● Text block:
::::::

Gaiman’s books are filled with tricksters, demigods, witches, ogres and the like, but the stories he tells are more human than many of his contemporaries in the fantasy and horror genres. Beneath the exotic tenor of “Anansi Boys’s” Caribbean mysticism, not to mention the novel’s spare flourishes of gruesome violence and occult horror, Gaiman’s book is a very human story about a man who wishes to escape the drudgery of his life, and the insanity that ensues when he gets far more than he bargained for.

“American Gods” is unquestionably Gaiman’s best-known work, and probably his most evocative. It’s a dark, dreamlike fable that unfolds on the abandoned backroads of America. The lead character is a man, Shadow Moon, who, almost immediately after being released from prison (where he did time for a violent crime), learns of his wife’s death and is thus drawn into a war between the Old Gods and the New. Shadow’s descent into this bewitching world of enchantment and death comes at the hands of a cunning and malevolent disruptor named Mr. Wednesday. Wednesday, like many of the characters in Gaiman’s work, is a stand-in for another, more prominent mythological figure: in this case, the one-eyed Norse God Odin.

It is rare to see a storyteller in the popular sphere treat these allegorical characterizations, which run the risk of being outmoded, with the same poe-faced earnestness and remarkable imagination that Mr. Gaiman seems so effortlessly capable of. And yet, “American Gods” — which, apart from being a cracklingly effective tale from beyond the veil, is also a fable concerning the rituals and belief systems that washed upon our pagan shores so many centuries ago, eventually coming to be accepted as American ideologies — is an essential distillation of everything that makes Gaiman an artist for our times. He is one of the last remaining novelists who draws upon the traditions of both American and European folklore to create transfixing narratives about who we are as a species. His best works are ethereal tapestries of magical realism that are as gripping as they are impossible to categorize.

Now, there has already been a lot of great television in 2017, from the galvanic return of Damon Lindelof’s “The Leftovers” to the dramarama party that was Jean-Marc Vallee and David E. Kelley’s “Big Little Lies”. And yet the new television iteration of “American Gods,” at least on the basis of its batshit pilot episode, “The Bone Orchard,” is really something else. What showrunners Bryan Fuller and Michael Green manage to do here is something that I had previously thought to be impossible: they translate Gaiman’s spooky and exacting vision to the screen, all with great fidelity and lucidity, while adding their own signature touches to the mix.

The author’s characteristic dark humor remains, and the book’s many impressionistic flourishes — Gaiman’s tendency to punctuate the narrative’s real-time action with flashbacks to early 19th-century America in the throes of an immigration crisis, or his general flaunting of logic and physics for the sake of pure sensation — are also intact. “American Gods” is a rococo, almost impossibly stylish funhouse of a show that’s so assuredly put together that you might not realize you’re slowly sinking into the slow-simmering cauldron of Neil Gaiman and Bryan Fuller’s shared nightmare. But when the ride itself is this much sick fun, who on earth would want to complain?

::::::

● Material shown:

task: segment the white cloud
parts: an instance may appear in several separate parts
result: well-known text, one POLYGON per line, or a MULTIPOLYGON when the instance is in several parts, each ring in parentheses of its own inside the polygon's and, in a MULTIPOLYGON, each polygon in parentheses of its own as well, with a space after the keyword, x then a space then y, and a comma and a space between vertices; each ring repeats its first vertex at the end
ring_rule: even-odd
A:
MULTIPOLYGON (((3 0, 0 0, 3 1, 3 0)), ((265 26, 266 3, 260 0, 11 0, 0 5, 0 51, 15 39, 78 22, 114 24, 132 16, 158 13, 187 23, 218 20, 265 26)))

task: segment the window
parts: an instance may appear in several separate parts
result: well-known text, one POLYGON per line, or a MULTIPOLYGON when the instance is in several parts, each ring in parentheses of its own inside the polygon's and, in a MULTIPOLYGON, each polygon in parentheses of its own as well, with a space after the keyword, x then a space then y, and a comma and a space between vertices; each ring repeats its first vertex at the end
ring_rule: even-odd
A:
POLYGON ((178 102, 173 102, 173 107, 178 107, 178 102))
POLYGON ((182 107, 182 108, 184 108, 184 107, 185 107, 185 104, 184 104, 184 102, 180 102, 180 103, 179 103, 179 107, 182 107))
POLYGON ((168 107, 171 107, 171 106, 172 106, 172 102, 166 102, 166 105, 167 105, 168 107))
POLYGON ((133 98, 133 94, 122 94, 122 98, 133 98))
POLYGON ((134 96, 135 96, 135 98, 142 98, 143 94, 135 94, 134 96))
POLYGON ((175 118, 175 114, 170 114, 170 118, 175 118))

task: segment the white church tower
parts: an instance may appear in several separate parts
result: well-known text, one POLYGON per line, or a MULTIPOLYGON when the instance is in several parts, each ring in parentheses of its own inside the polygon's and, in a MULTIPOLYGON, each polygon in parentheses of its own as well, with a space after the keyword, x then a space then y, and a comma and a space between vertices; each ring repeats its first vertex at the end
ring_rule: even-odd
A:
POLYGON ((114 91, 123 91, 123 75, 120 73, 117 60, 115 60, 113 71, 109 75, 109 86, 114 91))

::::::

● Task objective:
Copy the part of the American Gods review from "Now, there has" up to and including "to the mix.", changing "galvanic" to "electrifying". This data has no connection to the American Gods review.

● Task solution:
Now, there has already been a lot of great television in 2017, from the electrifying return of Damon Lindelof’s “The Leftovers” to the dramarama party that was Jean-Marc Vallee and David E. Kelley’s “Big Little Lies”. And yet the new television iteration of “American Gods,” at least on the basis of its batshit pilot episode, “The Bone Orchard,” is really something else. What showrunners Bryan Fuller and Michael Green manage to do here is something that I had previously thought to be impossible: they translate Gaiman’s spooky and exacting vision to the screen, all with great fidelity and lucidity, while adding their own signature touches to the mix.